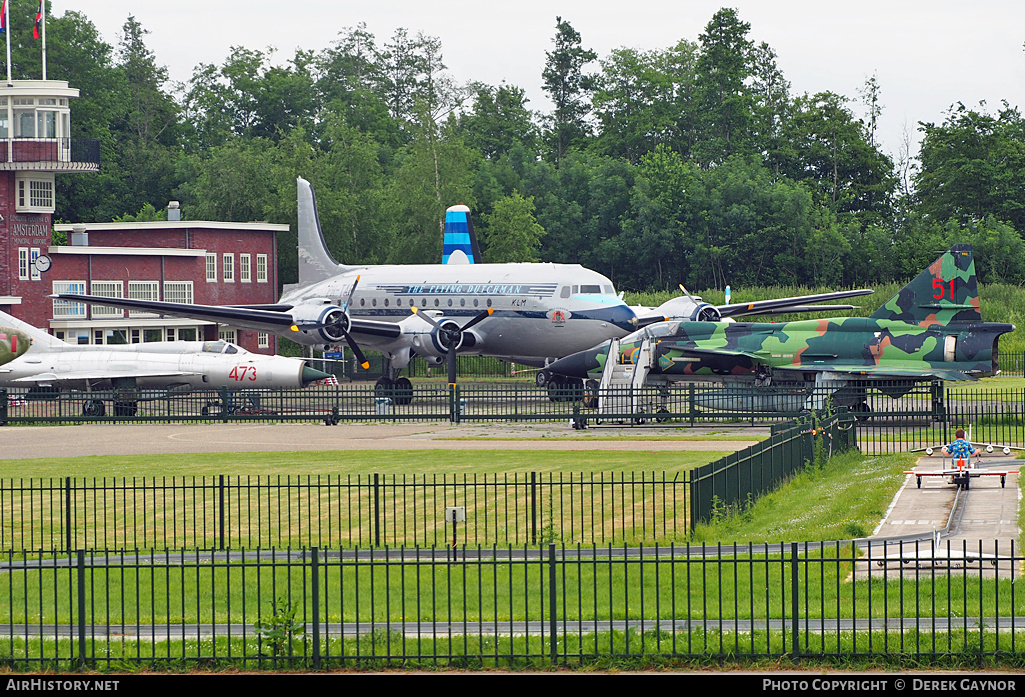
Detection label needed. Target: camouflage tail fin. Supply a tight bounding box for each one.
[871,244,982,326]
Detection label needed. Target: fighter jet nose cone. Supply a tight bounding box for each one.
[302,366,331,384]
[548,349,600,378]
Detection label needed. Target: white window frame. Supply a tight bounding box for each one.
[14,171,56,213]
[239,253,252,283]
[164,281,195,304]
[29,247,43,281]
[53,281,86,320]
[17,247,32,281]
[206,254,217,283]
[89,281,125,317]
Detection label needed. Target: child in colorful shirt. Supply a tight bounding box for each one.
[946,428,975,461]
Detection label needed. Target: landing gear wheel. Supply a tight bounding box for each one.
[393,377,413,405]
[374,377,395,397]
[534,370,552,387]
[114,402,138,416]
[82,400,106,418]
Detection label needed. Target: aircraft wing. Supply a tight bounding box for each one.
[785,364,979,380]
[716,288,875,317]
[50,293,402,338]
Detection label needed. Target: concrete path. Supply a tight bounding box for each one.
[861,455,1025,578]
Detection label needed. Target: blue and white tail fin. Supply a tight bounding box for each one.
[296,177,345,286]
[442,205,482,263]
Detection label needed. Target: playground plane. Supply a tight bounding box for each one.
[0,313,330,417]
[904,427,1025,489]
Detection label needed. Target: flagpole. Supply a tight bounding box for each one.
[39,0,46,80]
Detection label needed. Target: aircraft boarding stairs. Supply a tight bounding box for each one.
[598,339,657,419]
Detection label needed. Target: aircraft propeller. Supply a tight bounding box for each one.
[410,306,495,384]
[292,276,370,370]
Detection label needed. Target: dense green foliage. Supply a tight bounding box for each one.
[22,4,1025,290]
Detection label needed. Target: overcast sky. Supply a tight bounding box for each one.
[52,0,1025,155]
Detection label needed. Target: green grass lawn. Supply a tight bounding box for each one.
[0,450,728,479]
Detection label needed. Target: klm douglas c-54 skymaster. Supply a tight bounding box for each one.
[549,245,1015,412]
[56,178,636,403]
[54,178,870,403]
[0,313,329,416]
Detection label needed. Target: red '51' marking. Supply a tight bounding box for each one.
[228,366,256,382]
[933,279,956,301]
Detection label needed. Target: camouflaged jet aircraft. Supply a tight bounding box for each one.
[548,245,1015,412]
[0,326,32,365]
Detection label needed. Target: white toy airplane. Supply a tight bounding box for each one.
[904,427,1023,489]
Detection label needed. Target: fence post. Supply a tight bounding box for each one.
[75,549,85,668]
[65,477,75,552]
[374,473,381,547]
[548,542,559,664]
[310,546,320,670]
[217,475,224,551]
[790,542,801,658]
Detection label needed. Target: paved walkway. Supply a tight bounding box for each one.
[0,423,769,459]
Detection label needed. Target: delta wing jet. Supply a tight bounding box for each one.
[0,313,330,416]
[548,245,1015,412]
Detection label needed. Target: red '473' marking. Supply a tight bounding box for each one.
[228,366,256,382]
[933,279,955,301]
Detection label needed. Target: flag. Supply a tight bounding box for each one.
[33,0,46,39]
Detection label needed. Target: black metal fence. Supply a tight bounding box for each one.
[0,472,690,554]
[0,542,1025,669]
[0,382,1025,455]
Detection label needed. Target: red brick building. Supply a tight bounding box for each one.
[0,80,288,353]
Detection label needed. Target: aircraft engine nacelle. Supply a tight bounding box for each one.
[288,300,352,345]
[655,297,723,322]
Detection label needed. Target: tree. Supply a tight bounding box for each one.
[694,7,753,166]
[456,83,537,160]
[541,16,598,165]
[482,192,544,263]
[592,41,697,163]
[915,103,1025,235]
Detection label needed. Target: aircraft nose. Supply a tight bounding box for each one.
[300,365,331,387]
[547,346,608,379]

→ **Stated problem**
Reproduce every one of the rows above word for word, but leave out the picture.

→ **Finished answer**
Detection label needed. Target: camouflage tail fin. Supply a tight bounding box for each one.
[871,244,982,326]
Detection label needed. Target: fighter jet nose cone. Supply a tight bounding box for each one.
[302,366,331,384]
[548,349,600,378]
Detection label needed. Target: white window frame. Supply a tight bounding box for each one.
[14,171,56,213]
[239,253,252,283]
[164,281,195,304]
[29,247,43,281]
[53,281,86,320]
[17,247,32,281]
[206,254,217,283]
[89,281,125,317]
Detection label needed. Target: child in colorful shirt. Supply a tight bounding box for each one.
[946,428,975,461]
Detection label needed. Target: landing gear wheel. Supply a tight bounding box for each one.
[393,377,413,405]
[374,377,395,397]
[534,370,552,387]
[114,402,138,416]
[82,400,106,418]
Detection label needed. Target: aircraft wing. Supply a tight bounding box for each one.
[785,364,979,380]
[716,288,875,317]
[50,293,402,338]
Detection label needed. Target: concrete path. Supply a tight bounding box for each one.
[861,455,1025,578]
Detection label needed. Target: blue and white tail fin. Supply a tight bounding box for each one.
[296,177,345,286]
[442,205,482,263]
Detection label needed. Target: playground plane. Supply a tight bounding box for each one.
[0,313,330,417]
[904,427,1025,489]
Detection label needed. Target: flagpole. Supply a tight bounding box for each one.
[39,0,46,80]
Detection label needed. Target: aircraft boarding stairs. Supply a tight bounding box for each one.
[598,339,657,419]
Detection label needed. Target: aircraft propeller. Supply a tight bounding box for each one.
[410,306,495,384]
[292,276,370,370]
Detection label needed. Target: dense green foliage. Supply a tight bounding box for each one.
[22,4,1025,290]
Detection label needed. Target: overcast sky. Supply a tight bounding box for each one.
[52,0,1025,155]
Detection label needed. Target: green grass lawn. Supply a tight bounding box for each one.
[0,450,728,479]
Detection label needed. Target: klm douglas c-54 skymaster. Supply a tight bounding box for each one.
[549,245,1015,412]
[56,178,636,403]
[54,178,870,403]
[0,313,329,416]
Detection label needed. Target: red '51' marking. Supply a tight bounding box for each one.
[228,366,256,382]
[933,279,956,301]
Detection label needed. Target: camouflaged jet aircraft. Supply a tight bounding box for each one.
[548,245,1015,412]
[0,326,32,365]
Detection label needed. Target: white toy airplane. Supply a tight bounding box for each one.
[904,427,1023,489]
Detection label needed. Target: fence post. Supply a tight bounding box for each one.
[75,549,85,668]
[65,477,75,552]
[374,473,381,547]
[548,542,559,664]
[310,546,320,670]
[217,475,224,551]
[790,542,801,658]
Detection label needed. Target: paved walkway. Supply a tight bounding box for each one.
[0,423,769,459]
Detection label needed. Target: delta wing jet. Supply a tight bounding box for each one.
[0,313,330,416]
[548,245,1015,412]
Detection label needed. Target: red '473' marking. Supply a tight bounding box for each one.
[228,366,256,382]
[933,279,955,301]
Detection label needed. Target: flag. Supply a tight bounding box for each one.
[33,0,46,39]
Detection label needed. Target: black metal fence. Supply a tight bounding box for each one.
[0,472,690,554]
[0,542,1025,669]
[0,382,1025,455]
Detection label needed. Target: red brick building. Supply a tight bounding box for each one.
[0,80,288,353]
Detection label needed. Target: aircraft engine nacelle. Supply a tight bounding box for each one.
[288,300,352,345]
[655,297,723,322]
Detection label needed. Target: tree. Supply a tight bounding box for each one.
[694,7,753,166]
[456,83,537,160]
[541,16,598,165]
[482,192,544,263]
[592,41,697,163]
[915,103,1025,235]
Detection label needed. Target: aircraft nose. Supply a tight bounding box for each one.
[300,365,331,387]
[547,346,608,379]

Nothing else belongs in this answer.